Passage to read.
Wednesday, August 8, 2018

Building an Oxford Dictionary API Client: Inspecting the JSON Data

If you would like to follow along, the source code for this tutorial is available from this Github repo, but remember to apply for your own free app_id an app_key from the Oxford REST API support/admin team.
Before we dive into this tutorial, we will examine the JSON data returned from different REST API endpoints in order to get a better idea of how we should create custom data types and design our data models.  It is highly recommend that you consult the Oxford API REST documentation to better understand the finer details of making API requests,  as each project may have different needs which in turn may necessitate different implementations of a REST API client.  Furthermore, in order to better follow along, it is recommended that you apply for your own app_key and app_id here, as the app_id and app_key used here are outdated and provided for demonstration purposes only.  In order to examine the return JSON data, we will be making request via Postman, which provides fields for entering authentication credentials (in this case, app_key and app_id) in the URL request header fields.  Since the base URL is https://od-api.oxforddictionaries.com/api/v1, your fields should look something like what is shown below:


First, we will take a look at the Thesaurus API, which provides the following endpoints:
  1.  /entries/{source_lang}/{word_id}/synonyms
  2.  /entries/{source_lang}/{word_id}/antonyms
  3.  /entries/{source_lang}/{word_id}/synonyms;antonyms
Let’s look at the synonyms that we get for the word “love.” For all of the API requests demonstrated here, English is assumed to be the default language. Please be aware, however, that the language code can be changed to get data for words from other languages.  A sample API request is show below:
JSON Data 1(a).  Returned JSON Data for URL: https://od-api.oxforddictionaries.com/api/v1/entries/en/love/synonyms
 

{
    "metadata": {
        "provider": "Oxford University Press"
    },
    "results": [
        {
            "id": "love",
            "language": "en",
            "lexicalEntries": [
                {
                    "entries": [
                        {
                            "homographNumber": "000",
                            "senses": [
                                {
                                    "examples": [
                                        {
                                            "text": "his friendship with Helen grew into love"
                                        },
                                        {
                                            "text": "she has a great love for her children"
                                        }
                                    ],
                                    "id": "t_en_gb0008942.001",
                                    "subsenses": [
                                        {
                                            "id": "ide826eadf-07eb-4b26-b5c5-d1be93adc85f",
                                            "synonyms": [
                                                {
                                                    "id": "devotion",
                                                    "language": "en",
                                                    "text": "devotion"
                                                },
                                                {
                                                    "id": "adoration",
                                                    "language": "en",
                                                    "text": "adoration"
                                                },
                                                {
                                                    "id": "doting",
                                                    "language": "en",
                                                    "text": "doting"

Given data.
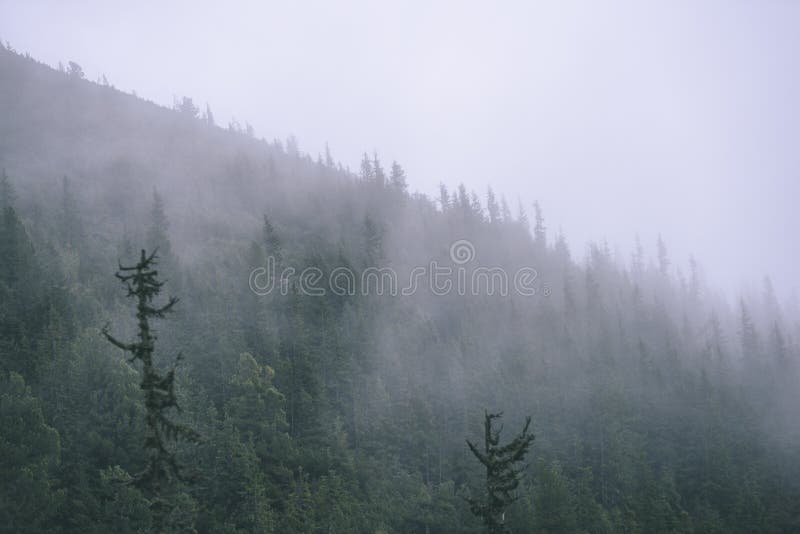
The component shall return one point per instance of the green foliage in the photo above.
(502, 475)
(29, 452)
(161, 471)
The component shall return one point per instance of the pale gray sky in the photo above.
(619, 117)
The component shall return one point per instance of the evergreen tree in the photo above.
(492, 207)
(398, 178)
(377, 171)
(539, 229)
(502, 475)
(663, 257)
(162, 469)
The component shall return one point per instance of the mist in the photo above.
(361, 268)
(622, 120)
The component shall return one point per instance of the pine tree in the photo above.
(162, 469)
(492, 207)
(663, 258)
(377, 170)
(539, 229)
(366, 168)
(398, 178)
(502, 477)
(444, 197)
(272, 242)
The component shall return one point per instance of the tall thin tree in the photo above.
(162, 469)
(502, 475)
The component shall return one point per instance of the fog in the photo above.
(620, 119)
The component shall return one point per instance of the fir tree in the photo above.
(397, 177)
(162, 469)
(502, 475)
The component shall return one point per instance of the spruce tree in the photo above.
(162, 469)
(502, 475)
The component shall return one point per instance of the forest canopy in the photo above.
(657, 405)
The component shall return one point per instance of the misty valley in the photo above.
(205, 331)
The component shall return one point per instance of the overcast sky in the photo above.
(621, 118)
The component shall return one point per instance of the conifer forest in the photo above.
(202, 330)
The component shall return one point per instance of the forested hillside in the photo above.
(656, 404)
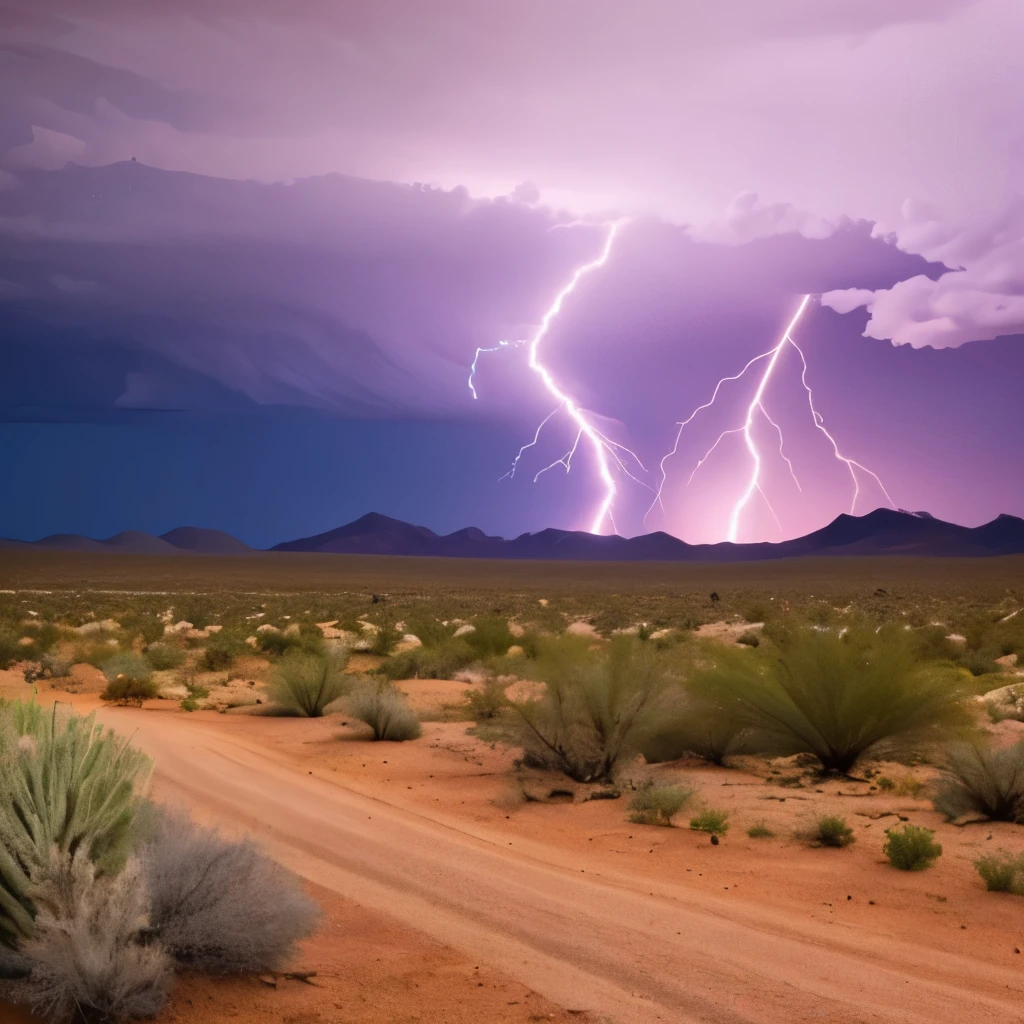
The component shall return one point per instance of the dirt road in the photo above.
(617, 945)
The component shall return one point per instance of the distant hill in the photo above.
(884, 531)
(132, 542)
(881, 531)
(205, 542)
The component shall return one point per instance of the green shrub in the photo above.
(838, 697)
(67, 786)
(430, 632)
(656, 805)
(223, 647)
(384, 639)
(165, 655)
(306, 683)
(150, 627)
(830, 829)
(491, 637)
(1003, 872)
(385, 710)
(716, 822)
(596, 707)
(693, 726)
(984, 780)
(911, 848)
(439, 662)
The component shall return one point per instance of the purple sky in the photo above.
(334, 205)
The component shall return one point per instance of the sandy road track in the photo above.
(616, 945)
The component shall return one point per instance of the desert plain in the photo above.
(458, 884)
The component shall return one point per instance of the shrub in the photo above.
(698, 727)
(384, 639)
(838, 697)
(716, 822)
(439, 662)
(86, 955)
(655, 805)
(597, 705)
(1003, 872)
(223, 647)
(307, 683)
(491, 638)
(985, 780)
(165, 655)
(385, 710)
(911, 848)
(485, 701)
(150, 627)
(219, 905)
(830, 829)
(66, 784)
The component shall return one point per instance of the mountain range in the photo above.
(884, 531)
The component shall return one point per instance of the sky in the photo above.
(249, 252)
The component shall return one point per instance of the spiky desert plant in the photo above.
(983, 779)
(306, 683)
(87, 955)
(66, 783)
(220, 905)
(384, 708)
(836, 695)
(597, 704)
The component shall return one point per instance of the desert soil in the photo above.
(448, 899)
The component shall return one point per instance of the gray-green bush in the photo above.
(87, 956)
(385, 710)
(836, 696)
(220, 905)
(66, 784)
(597, 705)
(306, 683)
(983, 779)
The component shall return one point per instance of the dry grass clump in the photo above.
(305, 683)
(983, 779)
(911, 848)
(656, 805)
(597, 704)
(384, 708)
(837, 695)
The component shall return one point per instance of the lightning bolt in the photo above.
(606, 452)
(757, 406)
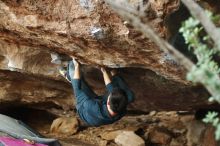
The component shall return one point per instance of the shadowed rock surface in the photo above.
(96, 36)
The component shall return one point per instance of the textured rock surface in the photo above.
(129, 138)
(30, 30)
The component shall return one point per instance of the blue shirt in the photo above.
(94, 111)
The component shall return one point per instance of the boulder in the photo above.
(129, 138)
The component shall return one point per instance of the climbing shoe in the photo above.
(63, 72)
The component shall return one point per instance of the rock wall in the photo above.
(96, 36)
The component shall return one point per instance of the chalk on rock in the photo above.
(129, 138)
(98, 33)
(87, 4)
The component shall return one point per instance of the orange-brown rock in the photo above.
(96, 36)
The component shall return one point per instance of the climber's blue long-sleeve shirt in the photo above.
(94, 111)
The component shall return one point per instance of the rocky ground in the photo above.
(32, 90)
(152, 129)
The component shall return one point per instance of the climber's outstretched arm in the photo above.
(76, 74)
(106, 77)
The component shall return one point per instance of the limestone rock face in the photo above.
(96, 36)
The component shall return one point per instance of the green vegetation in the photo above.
(206, 71)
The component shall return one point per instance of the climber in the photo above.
(97, 110)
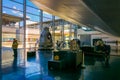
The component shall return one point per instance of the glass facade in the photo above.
(24, 21)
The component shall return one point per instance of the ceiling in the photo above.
(101, 15)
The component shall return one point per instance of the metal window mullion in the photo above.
(0, 38)
(53, 28)
(24, 25)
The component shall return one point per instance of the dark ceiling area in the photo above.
(108, 11)
(101, 15)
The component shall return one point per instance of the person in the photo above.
(14, 47)
(103, 49)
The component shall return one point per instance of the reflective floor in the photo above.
(36, 68)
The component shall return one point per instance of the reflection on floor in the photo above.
(36, 69)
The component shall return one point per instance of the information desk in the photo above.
(67, 60)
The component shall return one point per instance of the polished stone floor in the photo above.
(35, 68)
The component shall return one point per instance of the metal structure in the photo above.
(101, 15)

Required task A.
In the Oxford Dictionary API tutorial, which tool is used to send requests and examine the returned JSON data?
Required task B.
Scale the records: begin at the line that contains "The component shall return one point per instance of the rocky" and stop after the last line of the records. Give those lines again with their requests, multiply every coordinate in the answers by 1.4 and round to whole numbers with halves rounded up, and leave the pictures out.

Full output A.
Postman

Full output B.
The component shall return one point per instance of the rocky ground in the photo above.
(45, 126)
(213, 181)
The component shall return one point per instance of the climber's outstretched arm in the photo above.
(106, 104)
(148, 108)
The component shall return one point per instance of the limestone rock face in the photo above.
(134, 50)
The component shall return one point per instance of the green vegetation in the photo above.
(288, 99)
The component shall return one point per instance of the climber in the photo above.
(136, 154)
The component shall return one point per instance of the glass facade in the photo above.
(34, 29)
The component shall return one point per instance of the ceiling in the photo above.
(141, 21)
The component shall return one point per instance of the metal window mullion in the photo above.
(0, 53)
(74, 39)
(34, 35)
The component shall return one point per instance of the dark ceiling area in the photo above.
(151, 15)
(141, 21)
The component shall return one point per instance of the person in the photo above.
(20, 66)
(144, 69)
The component shall return one point per instance of the reflective floor in the photo above.
(50, 95)
The component shall return one point per instance of the reflection on floor in the photo above.
(50, 97)
The component shall return one point per instance of the information desk in the photo above.
(94, 84)
The component shall return one point per instance of the polished stone floor in the photo above.
(49, 95)
The component shall return one point per instance of the metal structure in the photo above.
(141, 21)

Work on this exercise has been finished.